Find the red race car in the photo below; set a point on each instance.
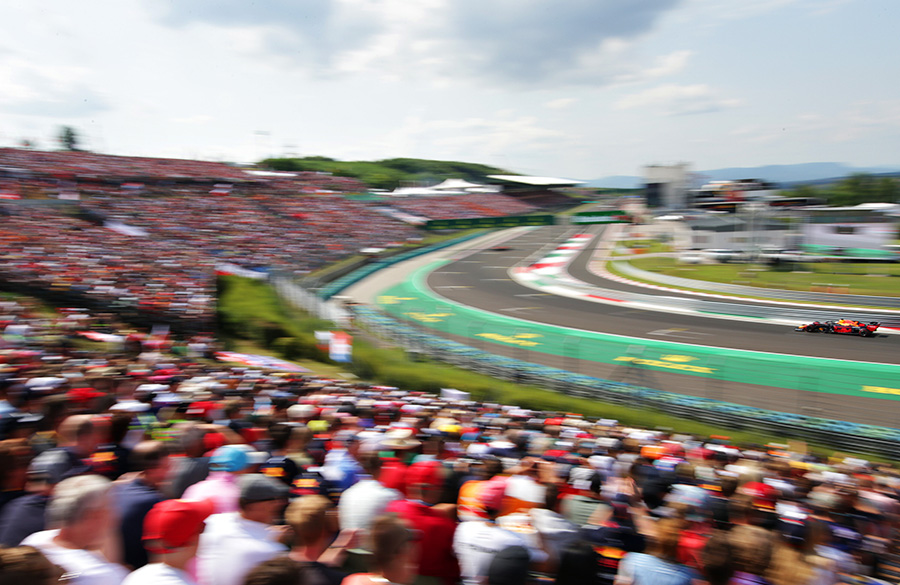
(843, 326)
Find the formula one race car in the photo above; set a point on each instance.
(845, 326)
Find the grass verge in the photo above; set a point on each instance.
(249, 309)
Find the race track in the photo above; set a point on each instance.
(478, 276)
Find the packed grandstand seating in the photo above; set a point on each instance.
(463, 206)
(148, 234)
(219, 450)
(569, 499)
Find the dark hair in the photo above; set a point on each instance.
(119, 425)
(370, 462)
(577, 564)
(280, 434)
(26, 564)
(509, 566)
(278, 571)
(147, 455)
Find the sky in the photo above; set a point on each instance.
(579, 89)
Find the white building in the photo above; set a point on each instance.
(667, 185)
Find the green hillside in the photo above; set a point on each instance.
(389, 173)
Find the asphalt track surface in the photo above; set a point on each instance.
(478, 276)
(481, 280)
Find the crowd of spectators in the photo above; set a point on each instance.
(462, 206)
(156, 246)
(149, 463)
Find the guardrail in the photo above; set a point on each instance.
(825, 298)
(843, 435)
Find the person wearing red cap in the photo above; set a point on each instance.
(478, 541)
(424, 484)
(171, 534)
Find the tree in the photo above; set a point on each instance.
(68, 138)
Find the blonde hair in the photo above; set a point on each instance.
(26, 564)
(752, 547)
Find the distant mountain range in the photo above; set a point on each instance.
(781, 174)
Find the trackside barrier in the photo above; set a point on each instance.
(853, 437)
(344, 282)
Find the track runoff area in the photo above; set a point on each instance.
(751, 377)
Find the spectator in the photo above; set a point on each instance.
(192, 465)
(78, 441)
(15, 456)
(393, 547)
(226, 466)
(135, 498)
(279, 571)
(476, 542)
(26, 515)
(341, 467)
(234, 542)
(314, 522)
(81, 517)
(510, 567)
(659, 567)
(578, 565)
(718, 559)
(579, 505)
(752, 547)
(364, 501)
(171, 534)
(424, 484)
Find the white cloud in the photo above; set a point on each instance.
(498, 42)
(560, 103)
(36, 89)
(676, 100)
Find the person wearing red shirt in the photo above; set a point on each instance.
(424, 484)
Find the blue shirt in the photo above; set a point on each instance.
(134, 499)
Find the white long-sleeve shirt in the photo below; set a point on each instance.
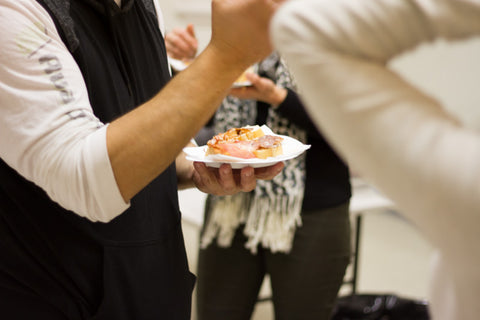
(48, 132)
(397, 137)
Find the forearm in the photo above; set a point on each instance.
(397, 137)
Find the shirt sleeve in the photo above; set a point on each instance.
(399, 138)
(48, 131)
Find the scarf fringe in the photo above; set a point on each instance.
(269, 222)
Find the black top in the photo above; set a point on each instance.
(327, 176)
(56, 264)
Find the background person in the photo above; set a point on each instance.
(294, 228)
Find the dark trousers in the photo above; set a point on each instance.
(305, 282)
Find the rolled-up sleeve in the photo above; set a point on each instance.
(48, 132)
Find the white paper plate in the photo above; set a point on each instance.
(292, 148)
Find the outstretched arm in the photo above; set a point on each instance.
(396, 136)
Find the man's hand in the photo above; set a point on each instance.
(240, 29)
(182, 44)
(227, 181)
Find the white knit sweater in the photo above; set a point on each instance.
(397, 137)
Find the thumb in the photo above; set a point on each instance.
(191, 30)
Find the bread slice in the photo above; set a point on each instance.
(247, 142)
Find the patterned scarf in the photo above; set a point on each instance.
(271, 212)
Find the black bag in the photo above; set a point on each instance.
(379, 307)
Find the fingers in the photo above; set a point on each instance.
(191, 30)
(227, 181)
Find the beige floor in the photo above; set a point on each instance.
(394, 257)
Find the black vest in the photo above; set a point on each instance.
(57, 265)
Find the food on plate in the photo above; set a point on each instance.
(247, 143)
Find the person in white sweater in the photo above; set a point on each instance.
(396, 136)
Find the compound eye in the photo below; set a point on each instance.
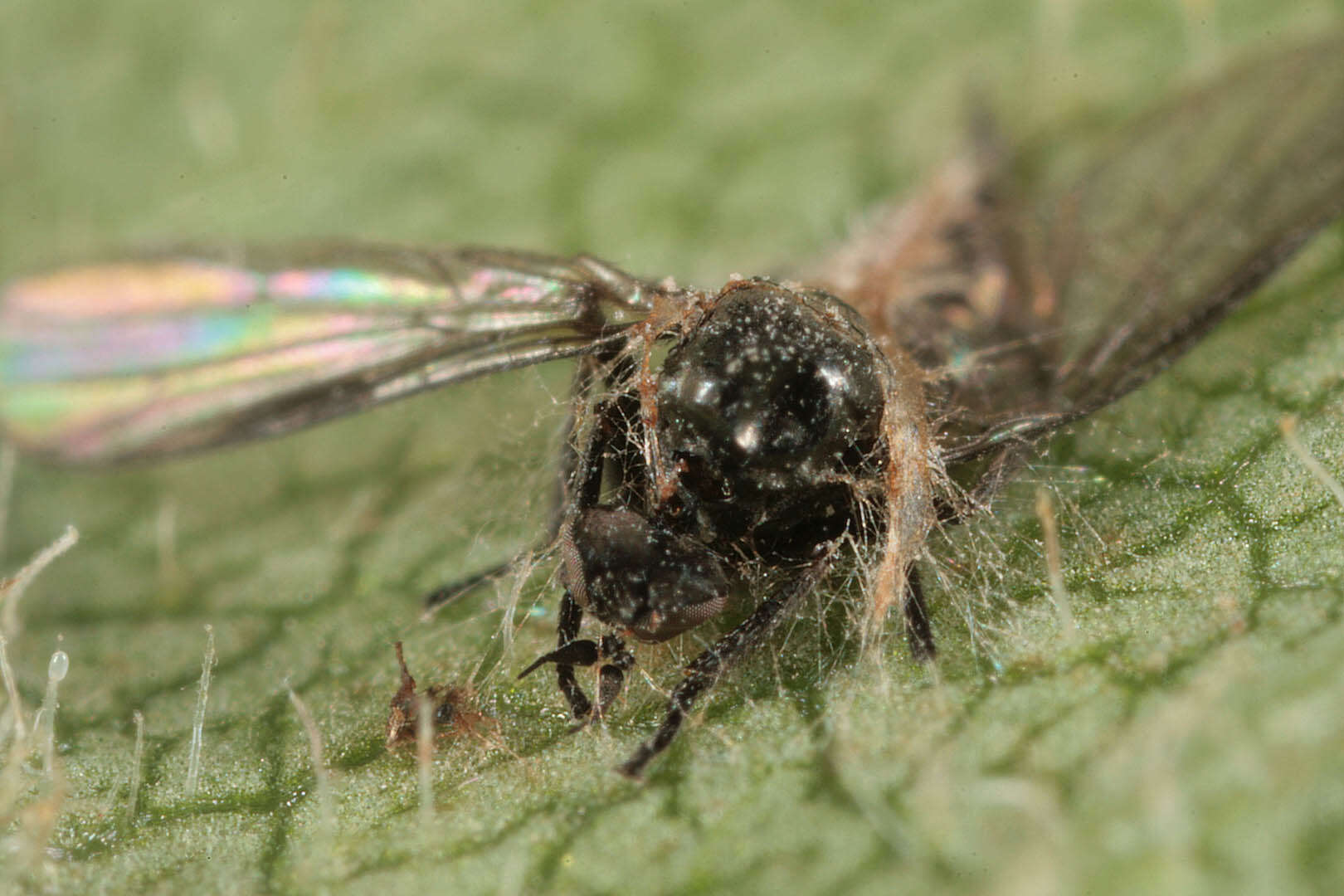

* * * * * * *

* [WHAT IS REQUIRED]
Retype all of the data above word for word, leaving out the pictures.

* [TASK RESPONSE]
Find the red race car in the photo below; set a point on each instance.
(843, 326)
Find the formula one race car in the photo above; set a point on each instance.
(845, 326)
Find the grass verge in the photo above; set a point on each instance.
(249, 309)
Find the race track in the photo above; set a point on each instance.
(478, 276)
Find the packed grandstand seating in the photo above; set a point on each instance.
(463, 206)
(148, 234)
(219, 450)
(569, 499)
Find the dark hair in the photo above; set a point on each instance.
(119, 425)
(370, 462)
(577, 564)
(280, 434)
(26, 564)
(509, 566)
(278, 571)
(147, 455)
Find the sky in the photo above; set a point on each instance.
(579, 89)
Find the white building in the photo above; set a point on each instance.
(667, 185)
Find the green hillside in the photo above; set a point on each instance.
(389, 173)
Find the asphalt track surface in the photo above; set a point on each instance.
(478, 276)
(481, 280)
Find the crowd of spectators in the photo above; set a point on each instance.
(462, 206)
(156, 246)
(149, 463)
Find the guardrail in the photo above; set a point on each instance.
(825, 298)
(843, 435)
Find the person wearing red cap in the photo above; set a point on each instance.
(478, 541)
(424, 484)
(171, 534)
Find the tree in the photo above; set a point on each instance.
(68, 138)
Find the blonde hair in the photo above; set a point on each instance.
(26, 564)
(752, 547)
Find the distant mountain range in the photo above; set a point on each instance.
(781, 174)
Find the trackside barrier in the photo above; set a point on each instance.
(853, 437)
(344, 282)
Find the track runoff area in the photo above; set a point on each instance.
(751, 377)
Find the spectator in the photo above; set a point on each instance.
(192, 465)
(78, 441)
(15, 456)
(393, 547)
(226, 466)
(135, 498)
(279, 571)
(476, 542)
(26, 515)
(341, 467)
(234, 542)
(314, 522)
(81, 517)
(510, 567)
(659, 567)
(578, 565)
(718, 559)
(579, 505)
(752, 547)
(364, 501)
(171, 534)
(424, 484)
Find the white cloud in the photo above; set a point on each instance.
(498, 42)
(560, 103)
(36, 89)
(676, 100)
Find the person wearing red shirt in the photo above; set a point on each instance.
(424, 484)
Find the blue shirt in the photo above; set a point on each instance.
(134, 499)
Find the white long-sleeve shirt in the photo below; set a point on each instance.
(48, 132)
(397, 137)
Find the forearm in the photo above; set a point on each instance.
(397, 137)
Find the shirt sleeve in the photo above; set a point on each instance.
(399, 138)
(48, 131)
Find the scarf fringe in the photo above; set a point on each instance.
(269, 222)
Find the black top in the photo above; set a point on each instance.
(327, 176)
(56, 264)
Find the background person in the photo above; set a point on each instance.
(294, 228)
Find the dark trousers in the photo above; set a point on each instance.
(305, 282)
Find the rolled-up sleeve in the photo above; set a point on each instance.
(48, 132)
Find the white paper plate in the photo above; set a point on each instance.
(292, 148)
Find the outstretched arm in the photo above; set a point on each instance.
(396, 136)
Find the man's hand in the photo above; set a point on each instance.
(240, 29)
(182, 44)
(227, 181)
Find the white knit sweater in the photo above; set a point on each instance.
(397, 137)
Find the thumb in the photo above; set a point on each instance.
(191, 30)
Find the bread slice in the photo above; set a point on each instance.
(247, 142)
Find the patterned scarf in the photo above; set a point on each instance.
(271, 212)
Find the black bag in the photo above; set a point on each instance.
(379, 307)
Find the fingers in the photo above; set a point on each instance.
(191, 30)
(227, 181)
Find the beige floor in the photo above; set a point on each instance.
(394, 257)
Find the black vest in the photo above; set a point on each instance.
(57, 265)
Find the food on plate in the photo above; set a point on each instance.
(247, 143)
Find the person in white sweater in the photo above; set a point on each instance.
(396, 136)
Find the compound eye in the photo below; set a point on each instance.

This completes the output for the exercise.